**WHAT YOU ARE ASKED TO DO:** In the rows below, copy every line starting at the one that contains "Target: lit window" and ending at the one that contains "10], [138, 10]]", with both of those lines included. Reproduce each line character for character.

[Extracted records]
========================================

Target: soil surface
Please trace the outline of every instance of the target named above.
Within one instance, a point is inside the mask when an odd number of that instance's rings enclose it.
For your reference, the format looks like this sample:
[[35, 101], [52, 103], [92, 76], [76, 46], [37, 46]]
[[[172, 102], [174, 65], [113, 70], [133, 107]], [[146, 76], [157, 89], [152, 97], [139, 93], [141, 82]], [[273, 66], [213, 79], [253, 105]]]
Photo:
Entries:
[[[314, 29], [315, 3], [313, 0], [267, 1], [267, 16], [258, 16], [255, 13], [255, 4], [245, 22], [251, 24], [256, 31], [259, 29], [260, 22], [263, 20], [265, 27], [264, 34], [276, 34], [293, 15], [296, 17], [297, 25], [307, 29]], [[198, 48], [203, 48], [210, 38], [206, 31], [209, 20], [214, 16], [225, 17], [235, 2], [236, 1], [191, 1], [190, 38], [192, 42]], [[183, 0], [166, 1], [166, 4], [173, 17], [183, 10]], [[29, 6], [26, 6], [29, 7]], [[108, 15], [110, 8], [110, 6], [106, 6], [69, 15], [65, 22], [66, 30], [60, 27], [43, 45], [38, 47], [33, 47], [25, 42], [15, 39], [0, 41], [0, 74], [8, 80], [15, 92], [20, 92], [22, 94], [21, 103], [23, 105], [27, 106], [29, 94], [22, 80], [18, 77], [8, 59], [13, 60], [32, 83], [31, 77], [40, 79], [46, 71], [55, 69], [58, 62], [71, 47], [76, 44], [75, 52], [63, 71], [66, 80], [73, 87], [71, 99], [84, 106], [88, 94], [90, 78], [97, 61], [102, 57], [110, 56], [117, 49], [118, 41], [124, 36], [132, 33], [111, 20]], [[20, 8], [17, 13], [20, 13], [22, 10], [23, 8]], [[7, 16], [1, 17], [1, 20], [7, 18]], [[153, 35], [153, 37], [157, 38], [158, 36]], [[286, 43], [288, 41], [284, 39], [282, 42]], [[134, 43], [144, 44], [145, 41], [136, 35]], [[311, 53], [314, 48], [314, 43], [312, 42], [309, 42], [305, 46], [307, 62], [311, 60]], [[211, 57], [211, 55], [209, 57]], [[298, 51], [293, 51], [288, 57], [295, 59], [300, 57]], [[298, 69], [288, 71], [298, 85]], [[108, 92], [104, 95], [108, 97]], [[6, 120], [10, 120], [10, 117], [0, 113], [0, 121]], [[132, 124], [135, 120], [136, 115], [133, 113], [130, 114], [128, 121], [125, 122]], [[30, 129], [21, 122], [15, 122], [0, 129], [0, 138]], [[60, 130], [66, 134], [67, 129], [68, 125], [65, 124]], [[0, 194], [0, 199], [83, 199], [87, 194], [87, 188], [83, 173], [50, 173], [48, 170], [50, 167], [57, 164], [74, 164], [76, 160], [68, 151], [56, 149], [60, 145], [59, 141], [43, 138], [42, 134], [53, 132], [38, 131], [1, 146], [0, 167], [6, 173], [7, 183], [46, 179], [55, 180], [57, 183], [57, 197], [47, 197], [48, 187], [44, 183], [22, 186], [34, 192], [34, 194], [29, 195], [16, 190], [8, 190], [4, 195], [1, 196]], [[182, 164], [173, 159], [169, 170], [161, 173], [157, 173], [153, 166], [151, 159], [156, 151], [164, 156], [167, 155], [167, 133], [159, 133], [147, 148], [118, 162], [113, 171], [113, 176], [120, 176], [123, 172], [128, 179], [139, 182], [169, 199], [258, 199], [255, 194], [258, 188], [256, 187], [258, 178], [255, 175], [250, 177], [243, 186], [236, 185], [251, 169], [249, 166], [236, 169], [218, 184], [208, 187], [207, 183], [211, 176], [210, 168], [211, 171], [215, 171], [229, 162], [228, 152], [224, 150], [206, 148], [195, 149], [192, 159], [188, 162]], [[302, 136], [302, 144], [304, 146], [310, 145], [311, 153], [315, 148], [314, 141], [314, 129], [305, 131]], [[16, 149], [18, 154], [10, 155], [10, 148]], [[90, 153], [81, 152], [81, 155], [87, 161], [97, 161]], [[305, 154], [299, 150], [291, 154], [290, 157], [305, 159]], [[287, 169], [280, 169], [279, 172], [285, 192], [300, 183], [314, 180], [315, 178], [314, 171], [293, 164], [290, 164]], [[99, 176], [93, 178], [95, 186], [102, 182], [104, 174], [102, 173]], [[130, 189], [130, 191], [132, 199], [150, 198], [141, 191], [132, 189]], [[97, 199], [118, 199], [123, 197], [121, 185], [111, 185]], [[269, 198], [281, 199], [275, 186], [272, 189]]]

========================================

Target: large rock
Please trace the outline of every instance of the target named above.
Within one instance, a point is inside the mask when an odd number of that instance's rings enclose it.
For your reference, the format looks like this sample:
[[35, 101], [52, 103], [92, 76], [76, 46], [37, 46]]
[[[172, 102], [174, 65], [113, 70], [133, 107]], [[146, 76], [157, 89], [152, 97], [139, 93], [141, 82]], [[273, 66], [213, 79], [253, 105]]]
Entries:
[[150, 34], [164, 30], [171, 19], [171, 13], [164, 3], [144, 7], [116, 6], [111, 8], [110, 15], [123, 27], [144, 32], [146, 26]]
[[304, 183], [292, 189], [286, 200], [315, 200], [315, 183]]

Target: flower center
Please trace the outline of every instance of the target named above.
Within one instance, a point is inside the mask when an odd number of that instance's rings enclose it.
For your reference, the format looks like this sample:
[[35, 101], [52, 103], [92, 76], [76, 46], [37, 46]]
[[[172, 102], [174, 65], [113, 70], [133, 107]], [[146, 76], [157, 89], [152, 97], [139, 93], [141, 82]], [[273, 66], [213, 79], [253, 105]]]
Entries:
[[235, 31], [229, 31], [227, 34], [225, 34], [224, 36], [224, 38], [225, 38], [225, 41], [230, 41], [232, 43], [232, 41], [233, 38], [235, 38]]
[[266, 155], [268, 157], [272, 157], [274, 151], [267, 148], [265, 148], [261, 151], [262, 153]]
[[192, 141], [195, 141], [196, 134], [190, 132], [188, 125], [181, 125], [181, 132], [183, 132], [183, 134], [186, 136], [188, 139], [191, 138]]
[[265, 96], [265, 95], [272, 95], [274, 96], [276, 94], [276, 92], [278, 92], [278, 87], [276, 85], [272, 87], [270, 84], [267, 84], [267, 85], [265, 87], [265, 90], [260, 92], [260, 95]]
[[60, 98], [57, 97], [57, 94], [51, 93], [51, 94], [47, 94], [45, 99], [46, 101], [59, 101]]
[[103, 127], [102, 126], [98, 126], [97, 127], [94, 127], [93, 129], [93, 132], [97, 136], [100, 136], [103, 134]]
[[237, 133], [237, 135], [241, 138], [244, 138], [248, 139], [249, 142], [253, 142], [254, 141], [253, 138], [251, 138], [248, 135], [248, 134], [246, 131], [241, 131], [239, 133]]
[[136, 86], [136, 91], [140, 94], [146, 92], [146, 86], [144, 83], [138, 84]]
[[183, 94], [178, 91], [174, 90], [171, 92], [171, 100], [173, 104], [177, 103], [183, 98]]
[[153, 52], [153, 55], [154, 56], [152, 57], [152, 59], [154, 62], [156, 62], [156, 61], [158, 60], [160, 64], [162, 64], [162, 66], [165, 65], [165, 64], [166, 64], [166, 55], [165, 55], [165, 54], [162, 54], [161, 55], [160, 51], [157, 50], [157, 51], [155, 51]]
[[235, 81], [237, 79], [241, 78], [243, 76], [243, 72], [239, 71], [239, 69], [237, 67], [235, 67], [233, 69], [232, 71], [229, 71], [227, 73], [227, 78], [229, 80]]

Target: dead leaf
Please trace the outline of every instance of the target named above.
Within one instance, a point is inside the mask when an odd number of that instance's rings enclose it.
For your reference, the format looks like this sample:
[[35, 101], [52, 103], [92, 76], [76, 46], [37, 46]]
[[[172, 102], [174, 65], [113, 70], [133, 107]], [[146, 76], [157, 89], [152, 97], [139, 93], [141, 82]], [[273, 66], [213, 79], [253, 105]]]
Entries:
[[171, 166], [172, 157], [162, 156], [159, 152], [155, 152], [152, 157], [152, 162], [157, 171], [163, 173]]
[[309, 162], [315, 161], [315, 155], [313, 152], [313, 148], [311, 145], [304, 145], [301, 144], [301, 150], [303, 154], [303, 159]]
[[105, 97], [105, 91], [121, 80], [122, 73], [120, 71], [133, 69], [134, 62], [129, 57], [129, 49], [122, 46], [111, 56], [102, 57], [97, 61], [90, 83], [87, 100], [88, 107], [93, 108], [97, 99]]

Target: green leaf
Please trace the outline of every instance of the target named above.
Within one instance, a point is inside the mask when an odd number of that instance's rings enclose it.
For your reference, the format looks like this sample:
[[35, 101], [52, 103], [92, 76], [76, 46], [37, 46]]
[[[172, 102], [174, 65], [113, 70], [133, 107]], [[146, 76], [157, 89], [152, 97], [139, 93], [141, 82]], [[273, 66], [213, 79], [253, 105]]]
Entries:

========================================

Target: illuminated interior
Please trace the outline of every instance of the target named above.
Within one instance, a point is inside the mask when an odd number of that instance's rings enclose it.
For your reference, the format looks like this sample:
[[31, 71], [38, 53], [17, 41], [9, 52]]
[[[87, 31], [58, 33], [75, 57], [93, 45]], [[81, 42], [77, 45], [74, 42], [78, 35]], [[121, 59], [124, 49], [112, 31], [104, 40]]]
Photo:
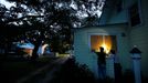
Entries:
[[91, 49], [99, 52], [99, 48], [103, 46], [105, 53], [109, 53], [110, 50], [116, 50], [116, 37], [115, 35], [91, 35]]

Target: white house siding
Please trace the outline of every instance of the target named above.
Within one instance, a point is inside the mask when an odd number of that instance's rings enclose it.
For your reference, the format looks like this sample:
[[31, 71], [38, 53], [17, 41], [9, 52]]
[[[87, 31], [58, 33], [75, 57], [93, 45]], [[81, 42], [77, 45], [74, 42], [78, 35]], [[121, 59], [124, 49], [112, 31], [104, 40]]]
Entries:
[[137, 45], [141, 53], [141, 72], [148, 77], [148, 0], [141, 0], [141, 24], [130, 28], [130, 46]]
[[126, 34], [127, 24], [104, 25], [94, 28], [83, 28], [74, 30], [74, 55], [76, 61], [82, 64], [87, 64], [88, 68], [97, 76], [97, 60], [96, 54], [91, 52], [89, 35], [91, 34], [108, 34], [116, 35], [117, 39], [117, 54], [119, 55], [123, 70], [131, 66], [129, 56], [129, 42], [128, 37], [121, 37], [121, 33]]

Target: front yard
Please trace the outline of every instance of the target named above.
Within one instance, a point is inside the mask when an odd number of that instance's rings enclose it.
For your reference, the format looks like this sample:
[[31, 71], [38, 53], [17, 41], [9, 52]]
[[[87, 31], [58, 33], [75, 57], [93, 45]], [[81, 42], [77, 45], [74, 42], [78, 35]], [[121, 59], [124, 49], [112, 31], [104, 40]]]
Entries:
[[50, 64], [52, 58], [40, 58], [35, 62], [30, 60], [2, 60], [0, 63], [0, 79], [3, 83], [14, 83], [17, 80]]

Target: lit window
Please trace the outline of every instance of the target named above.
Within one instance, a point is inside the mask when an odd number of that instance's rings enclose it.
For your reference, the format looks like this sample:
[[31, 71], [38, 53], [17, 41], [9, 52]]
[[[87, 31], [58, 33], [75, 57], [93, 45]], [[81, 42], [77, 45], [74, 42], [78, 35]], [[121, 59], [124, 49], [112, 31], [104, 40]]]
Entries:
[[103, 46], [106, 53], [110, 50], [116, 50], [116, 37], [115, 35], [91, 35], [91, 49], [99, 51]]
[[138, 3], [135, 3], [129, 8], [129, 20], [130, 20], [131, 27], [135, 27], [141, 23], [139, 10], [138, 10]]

========================================

**EXERCISE SOLUTION:**
Target: lit window
Please trace the outline of every instance of the target named above.
Within one instance, a point is inside the mask when an odd number of that instance's rings enclose it.
For your reference, the format looks like this sample:
[[31, 71], [38, 53], [17, 41], [9, 52]]
[[[87, 31], [58, 33], [75, 57], [93, 45]], [[81, 42], [77, 45], [74, 42], [78, 35]], [[121, 59], [124, 49], [112, 31], [104, 40]]]
Entries:
[[103, 46], [106, 53], [110, 50], [116, 50], [116, 37], [115, 35], [91, 35], [91, 49], [99, 51]]
[[138, 3], [135, 3], [129, 8], [129, 20], [130, 20], [131, 27], [135, 27], [141, 23], [139, 10], [138, 10]]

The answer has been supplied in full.